Task description: In the records that follow, the lines from the one containing "In this document" to the one containing "positive clicks: (291, 48)", inclusive, are to be given again exactly.

Information provided:
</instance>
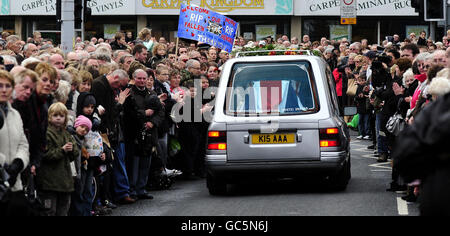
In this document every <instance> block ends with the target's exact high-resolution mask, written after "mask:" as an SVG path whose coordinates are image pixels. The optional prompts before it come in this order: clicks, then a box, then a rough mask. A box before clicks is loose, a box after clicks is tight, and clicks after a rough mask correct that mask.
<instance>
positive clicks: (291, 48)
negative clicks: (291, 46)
mask: <svg viewBox="0 0 450 236" xmlns="http://www.w3.org/2000/svg"><path fill="white" fill-rule="evenodd" d="M301 50H309V51H310V53H311V54H312V55H314V56H318V57H323V54H322V52H321V51H319V50H317V49H312V50H311V49H309V48H302V49H299V48H298V46H297V45H294V47H285V46H284V45H279V44H276V45H274V44H267V45H265V44H263V43H258V42H253V41H250V42H248V43H247V44H246V45H244V46H243V47H241V46H235V47H234V48H233V50H232V51H231V53H230V55H231V56H232V57H236V55H237V54H238V53H240V52H246V54H245V55H246V56H275V55H308V53H307V52H305V51H301ZM267 51H270V52H267ZM252 52H254V53H252Z"/></svg>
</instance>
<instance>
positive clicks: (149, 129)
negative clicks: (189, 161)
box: [124, 69, 164, 199]
mask: <svg viewBox="0 0 450 236" xmlns="http://www.w3.org/2000/svg"><path fill="white" fill-rule="evenodd" d="M133 79H134V81H135V84H134V85H133V87H131V96H129V97H128V98H127V99H126V101H125V104H124V137H125V140H126V143H125V145H126V148H125V149H126V153H127V167H128V171H127V172H128V175H129V176H128V177H129V180H130V188H131V191H132V192H131V195H136V196H137V197H138V198H140V199H152V198H153V196H151V195H150V194H149V193H147V191H146V190H145V187H146V185H147V180H148V174H149V171H150V165H151V154H152V152H153V148H154V147H155V146H156V145H155V144H156V141H157V138H156V136H157V127H158V126H159V125H160V124H161V123H162V120H163V119H164V109H163V107H162V104H161V103H160V101H159V98H158V97H157V96H155V95H151V93H150V92H149V91H148V89H147V88H146V84H147V80H148V75H147V72H145V71H144V70H141V69H138V70H136V71H135V72H134V73H133ZM150 107H152V108H153V109H150Z"/></svg>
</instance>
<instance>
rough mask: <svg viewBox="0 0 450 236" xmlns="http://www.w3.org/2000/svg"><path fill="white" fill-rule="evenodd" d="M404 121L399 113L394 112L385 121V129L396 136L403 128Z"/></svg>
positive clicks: (403, 126) (404, 124)
mask: <svg viewBox="0 0 450 236" xmlns="http://www.w3.org/2000/svg"><path fill="white" fill-rule="evenodd" d="M405 125H406V122H405V119H404V118H403V117H402V115H401V114H399V113H398V112H396V113H395V114H394V115H393V116H391V117H390V118H389V120H388V122H387V123H386V129H387V131H389V132H390V133H392V134H393V135H395V136H397V135H399V134H400V132H402V130H403V129H404V128H405Z"/></svg>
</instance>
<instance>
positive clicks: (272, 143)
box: [252, 134, 295, 144]
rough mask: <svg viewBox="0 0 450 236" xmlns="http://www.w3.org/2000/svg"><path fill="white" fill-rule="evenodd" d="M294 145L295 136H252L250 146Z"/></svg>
mask: <svg viewBox="0 0 450 236" xmlns="http://www.w3.org/2000/svg"><path fill="white" fill-rule="evenodd" d="M288 143H295V134H253V135H252V144H288Z"/></svg>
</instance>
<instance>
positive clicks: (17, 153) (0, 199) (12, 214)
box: [0, 70, 30, 216]
mask: <svg viewBox="0 0 450 236" xmlns="http://www.w3.org/2000/svg"><path fill="white" fill-rule="evenodd" d="M13 88H14V78H13V76H12V75H11V74H10V73H9V72H7V71H4V70H0V150H1V152H2V158H0V161H1V162H0V166H2V168H4V171H5V172H6V174H7V176H8V178H7V179H5V180H4V181H7V185H6V184H5V185H6V187H7V189H5V190H6V192H5V194H6V195H3V198H2V199H0V200H1V201H0V216H10V215H21V216H22V215H29V214H30V211H29V207H28V204H27V200H26V199H25V194H24V191H23V186H22V181H21V177H20V174H21V172H22V171H23V170H24V169H25V167H26V166H27V165H28V163H29V158H30V157H29V151H28V141H27V138H26V136H25V133H24V131H23V124H22V118H21V117H20V114H19V112H18V111H17V110H15V109H14V108H13V107H12V106H11V103H10V99H11V96H12V92H13ZM7 192H9V193H8V194H7Z"/></svg>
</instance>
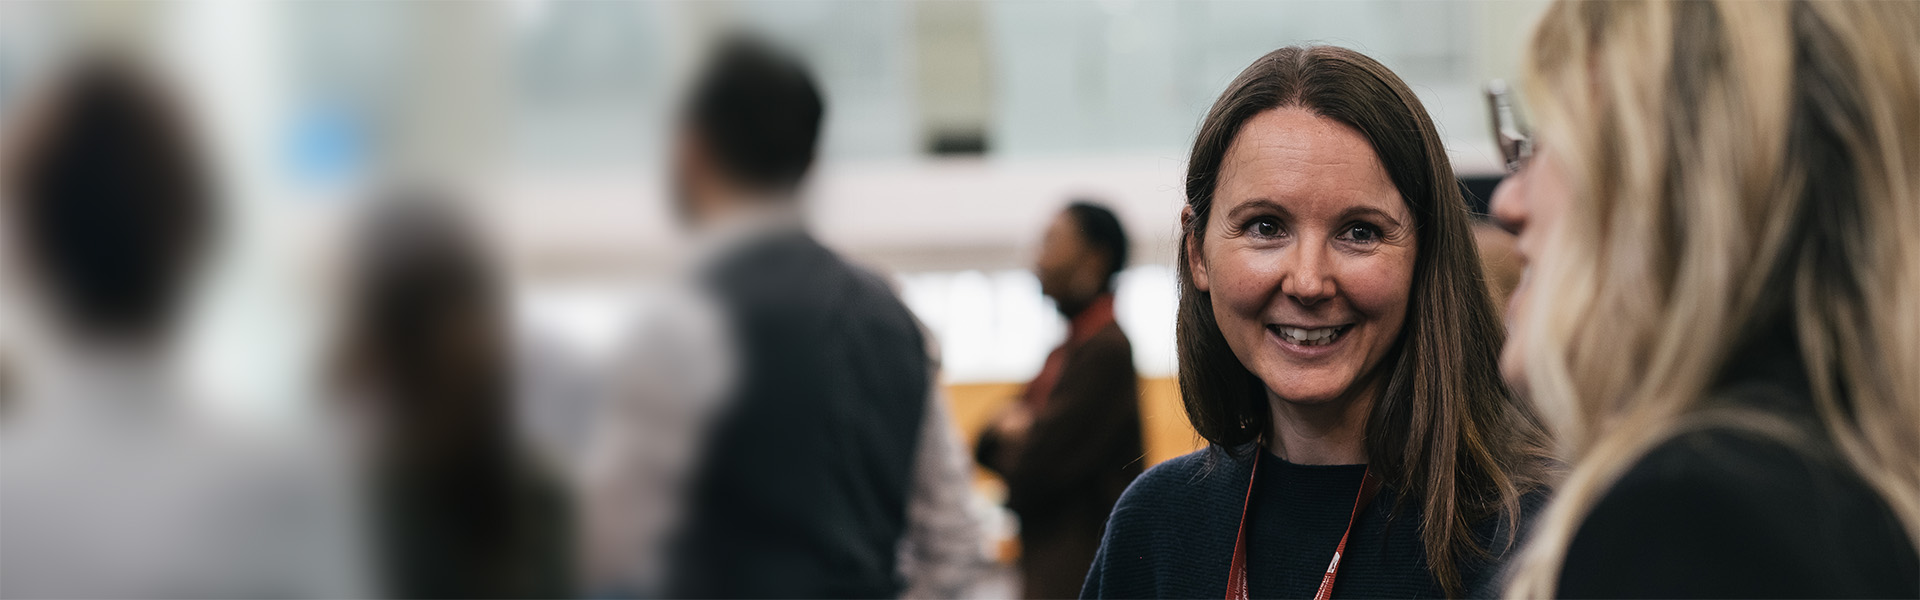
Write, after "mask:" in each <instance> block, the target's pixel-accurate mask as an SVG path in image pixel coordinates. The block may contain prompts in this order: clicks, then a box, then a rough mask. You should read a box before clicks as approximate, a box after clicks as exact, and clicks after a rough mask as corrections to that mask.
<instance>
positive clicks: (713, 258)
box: [662, 37, 977, 598]
mask: <svg viewBox="0 0 1920 600" xmlns="http://www.w3.org/2000/svg"><path fill="white" fill-rule="evenodd" d="M822 113H824V102H822V98H820V92H818V88H816V87H814V81H812V77H810V75H808V73H806V69H804V67H803V65H801V63H797V62H795V60H791V58H789V56H785V54H781V52H776V50H772V48H768V46H766V44H762V42H756V40H753V38H745V37H735V38H728V40H724V42H722V44H720V46H718V52H716V54H714V56H712V58H710V62H708V65H707V69H705V71H701V75H699V77H697V79H695V81H693V90H691V94H689V98H687V104H685V108H684V113H682V121H680V131H678V135H676V138H674V148H672V150H674V163H672V177H674V196H676V208H678V210H680V215H682V217H684V219H685V221H687V225H689V227H691V229H693V231H695V233H697V237H699V244H697V248H695V250H697V256H699V260H697V262H695V269H693V271H695V281H697V283H699V292H701V296H703V298H705V300H703V302H707V304H710V308H712V312H716V313H718V321H720V323H722V327H720V331H724V333H720V335H718V338H720V344H718V346H724V350H726V352H724V354H726V358H724V360H726V362H728V365H726V369H722V371H726V373H730V375H728V377H726V385H724V390H722V392H720V394H718V400H716V404H714V410H712V415H710V419H708V421H707V423H710V425H707V429H705V437H703V438H701V440H699V442H697V446H695V448H697V450H695V458H693V462H691V465H689V469H691V471H689V473H687V490H685V498H684V502H682V512H680V513H682V517H678V521H680V529H678V535H674V538H672V544H670V550H668V552H666V573H664V577H666V583H664V588H662V592H664V596H670V598H716V596H720V598H743V596H758V598H766V596H780V598H820V596H831V598H877V596H899V594H900V592H902V588H904V585H908V583H910V581H908V579H916V577H914V573H906V577H902V573H900V569H902V558H904V562H906V563H916V562H918V563H925V562H933V563H941V562H945V563H964V562H966V560H968V558H970V556H966V552H968V550H972V548H977V531H968V529H970V527H975V525H972V521H970V519H952V513H956V512H964V500H966V498H964V494H966V488H964V485H966V467H964V454H960V450H958V444H956V442H954V440H952V435H950V425H947V421H945V413H943V410H941V406H937V404H931V402H929V396H931V390H933V387H931V385H933V363H931V360H929V352H927V342H925V338H924V335H922V331H920V327H918V323H916V321H914V317H912V313H908V310H906V308H904V306H902V304H900V302H899V298H895V296H893V292H891V288H889V287H887V283H885V281H883V279H879V277H876V275H874V273H868V271H864V269H858V267H854V265H851V263H847V262H845V260H841V258H839V256H835V254H833V252H831V250H828V248H826V246H822V244H820V242H816V240H814V238H812V237H810V235H808V233H806V229H804V227H803V219H801V212H799V200H797V196H799V192H797V190H799V187H801V181H803V179H804V175H806V171H808V167H810V165H812V160H814V148H816V140H818V133H820V121H822ZM689 356H693V352H685V354H684V356H680V358H678V360H691V358H689ZM929 488H931V490H929ZM924 496H937V498H939V502H935V504H937V508H933V510H922V504H927V502H922V500H920V498H924ZM929 513H933V515H931V517H929ZM943 515H945V517H947V519H941V517H943ZM922 523H952V527H947V529H945V531H947V533H948V535H935V538H945V540H950V542H952V544H945V548H948V552H945V558H939V554H941V552H933V554H935V558H933V560H925V558H920V560H916V558H912V556H910V554H912V552H908V550H902V540H904V542H906V546H914V537H916V531H922V529H927V527H922ZM920 542H922V544H920V546H925V542H927V540H920ZM935 544H939V540H935ZM970 544H972V546H970ZM975 554H977V550H975Z"/></svg>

Task response:
In this document every <instance> block ends with the target's exact high-resolution mask, written after "mask:" as an SVG path whose coordinates are image pixels. The optional prompts before it come in this order: clicks, then a box, then a rough mask. A box before clicks is loose, a box after clicks is tight, and clicks after a rough mask correct that mask.
<instance>
positive clicks: (291, 48)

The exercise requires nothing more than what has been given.